Object point labels
_ _ _ _ _
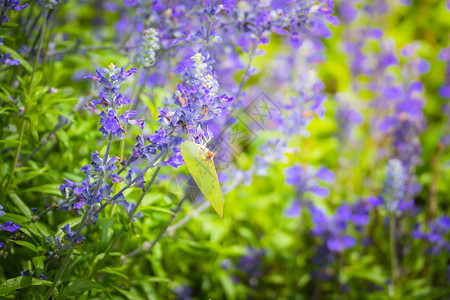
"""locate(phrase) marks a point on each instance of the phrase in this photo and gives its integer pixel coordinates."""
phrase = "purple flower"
(340, 243)
(9, 226)
(6, 60)
(294, 211)
(325, 174)
(70, 235)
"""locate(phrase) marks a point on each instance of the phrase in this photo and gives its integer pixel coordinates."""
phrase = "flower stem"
(16, 157)
(41, 39)
(393, 252)
(147, 188)
(135, 82)
(67, 258)
(130, 215)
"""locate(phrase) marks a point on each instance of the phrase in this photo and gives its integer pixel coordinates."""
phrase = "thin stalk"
(41, 39)
(106, 253)
(16, 158)
(130, 215)
(147, 188)
(393, 252)
(67, 258)
(146, 246)
(80, 227)
(136, 79)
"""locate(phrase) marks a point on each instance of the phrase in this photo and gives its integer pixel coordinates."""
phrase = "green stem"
(135, 82)
(148, 246)
(16, 158)
(41, 39)
(106, 253)
(393, 252)
(130, 215)
(67, 258)
(147, 188)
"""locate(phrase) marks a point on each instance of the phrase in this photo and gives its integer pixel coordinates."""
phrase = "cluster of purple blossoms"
(436, 235)
(28, 273)
(198, 101)
(88, 192)
(334, 230)
(109, 80)
(255, 20)
(9, 5)
(8, 226)
(395, 189)
(444, 91)
(48, 4)
(4, 7)
(306, 180)
(6, 60)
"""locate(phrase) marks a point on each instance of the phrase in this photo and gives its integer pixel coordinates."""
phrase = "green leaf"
(38, 262)
(20, 282)
(62, 135)
(23, 63)
(128, 295)
(114, 272)
(20, 205)
(25, 244)
(34, 121)
(48, 189)
(78, 287)
(159, 209)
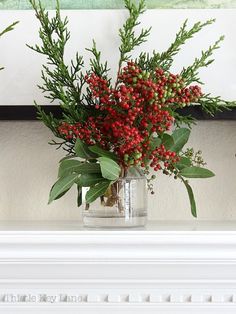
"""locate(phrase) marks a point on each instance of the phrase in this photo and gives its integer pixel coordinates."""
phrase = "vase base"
(114, 222)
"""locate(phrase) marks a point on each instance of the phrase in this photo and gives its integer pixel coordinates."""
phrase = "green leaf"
(61, 187)
(183, 163)
(96, 191)
(82, 150)
(167, 141)
(109, 168)
(191, 199)
(67, 157)
(180, 137)
(89, 179)
(74, 166)
(196, 172)
(155, 142)
(102, 152)
(79, 197)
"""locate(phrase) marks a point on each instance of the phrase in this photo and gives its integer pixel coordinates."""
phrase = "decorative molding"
(129, 271)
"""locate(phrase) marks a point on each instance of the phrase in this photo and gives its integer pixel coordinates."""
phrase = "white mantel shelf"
(166, 268)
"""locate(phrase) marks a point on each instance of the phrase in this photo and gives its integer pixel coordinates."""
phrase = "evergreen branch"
(96, 66)
(166, 58)
(129, 40)
(9, 28)
(190, 74)
(6, 30)
(60, 81)
(212, 105)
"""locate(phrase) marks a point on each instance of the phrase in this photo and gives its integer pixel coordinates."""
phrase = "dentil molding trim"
(169, 267)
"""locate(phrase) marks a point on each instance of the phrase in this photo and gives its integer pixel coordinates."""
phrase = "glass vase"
(123, 205)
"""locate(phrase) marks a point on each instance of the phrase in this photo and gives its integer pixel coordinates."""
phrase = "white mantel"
(167, 268)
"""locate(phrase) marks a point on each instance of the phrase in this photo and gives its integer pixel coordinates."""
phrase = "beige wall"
(28, 165)
(29, 168)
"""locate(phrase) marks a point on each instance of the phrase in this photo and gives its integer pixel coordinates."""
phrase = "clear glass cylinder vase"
(123, 205)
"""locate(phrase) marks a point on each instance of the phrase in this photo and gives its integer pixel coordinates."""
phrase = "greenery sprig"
(6, 30)
(114, 127)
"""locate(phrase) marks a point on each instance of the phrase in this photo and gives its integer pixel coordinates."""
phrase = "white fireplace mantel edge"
(171, 268)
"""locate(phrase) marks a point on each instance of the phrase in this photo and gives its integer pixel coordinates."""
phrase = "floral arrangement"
(109, 126)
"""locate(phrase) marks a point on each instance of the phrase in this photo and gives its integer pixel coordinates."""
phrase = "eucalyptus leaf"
(180, 137)
(183, 163)
(67, 157)
(82, 150)
(90, 179)
(75, 166)
(109, 168)
(196, 172)
(97, 191)
(191, 199)
(102, 152)
(61, 187)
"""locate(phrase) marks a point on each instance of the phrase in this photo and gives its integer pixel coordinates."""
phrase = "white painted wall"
(29, 165)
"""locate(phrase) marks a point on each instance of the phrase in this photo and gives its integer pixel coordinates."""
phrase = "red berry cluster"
(128, 115)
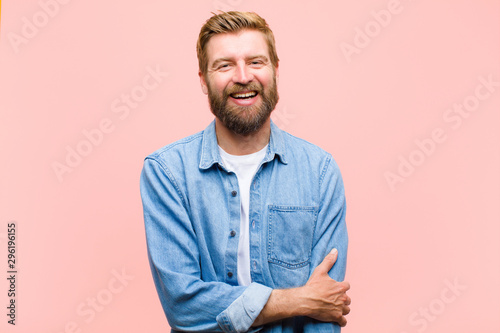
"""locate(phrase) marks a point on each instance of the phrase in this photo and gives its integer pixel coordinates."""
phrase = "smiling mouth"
(246, 95)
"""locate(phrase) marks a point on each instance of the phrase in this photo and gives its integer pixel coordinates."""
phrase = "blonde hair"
(233, 21)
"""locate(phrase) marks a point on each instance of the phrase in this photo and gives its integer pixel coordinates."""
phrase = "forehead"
(245, 43)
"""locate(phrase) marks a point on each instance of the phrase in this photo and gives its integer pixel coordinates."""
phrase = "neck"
(236, 144)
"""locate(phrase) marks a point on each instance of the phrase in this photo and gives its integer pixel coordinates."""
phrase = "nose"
(242, 74)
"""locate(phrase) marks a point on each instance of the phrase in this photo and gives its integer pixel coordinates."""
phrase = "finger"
(328, 262)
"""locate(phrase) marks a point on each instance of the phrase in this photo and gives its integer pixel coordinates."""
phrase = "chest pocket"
(290, 235)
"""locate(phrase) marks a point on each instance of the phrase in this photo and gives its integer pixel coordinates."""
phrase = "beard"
(243, 120)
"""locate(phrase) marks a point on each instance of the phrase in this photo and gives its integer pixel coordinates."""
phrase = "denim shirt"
(192, 219)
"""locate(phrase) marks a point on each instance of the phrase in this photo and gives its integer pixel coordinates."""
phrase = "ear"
(203, 83)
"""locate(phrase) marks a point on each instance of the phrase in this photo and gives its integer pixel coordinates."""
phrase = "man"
(240, 218)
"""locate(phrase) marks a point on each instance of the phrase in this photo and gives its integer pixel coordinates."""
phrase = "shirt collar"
(210, 150)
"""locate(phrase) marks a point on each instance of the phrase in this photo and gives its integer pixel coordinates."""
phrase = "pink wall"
(397, 91)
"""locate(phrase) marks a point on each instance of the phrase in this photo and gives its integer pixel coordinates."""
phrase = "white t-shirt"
(245, 167)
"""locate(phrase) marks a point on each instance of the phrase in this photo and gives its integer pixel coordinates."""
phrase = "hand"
(326, 299)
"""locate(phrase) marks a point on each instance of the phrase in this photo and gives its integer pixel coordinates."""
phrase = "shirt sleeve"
(190, 304)
(331, 232)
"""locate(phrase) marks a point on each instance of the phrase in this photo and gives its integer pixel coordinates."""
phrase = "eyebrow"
(219, 60)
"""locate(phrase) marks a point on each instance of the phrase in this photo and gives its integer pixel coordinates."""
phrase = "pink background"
(408, 241)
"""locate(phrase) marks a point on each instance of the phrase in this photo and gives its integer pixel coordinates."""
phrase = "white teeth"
(246, 95)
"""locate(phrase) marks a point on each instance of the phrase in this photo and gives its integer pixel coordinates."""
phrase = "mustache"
(238, 87)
_ _ _ _ _
Please count the lines in the items above that contain the string "molding", matching case exactly. Give only the number.

## Result for this exercise
2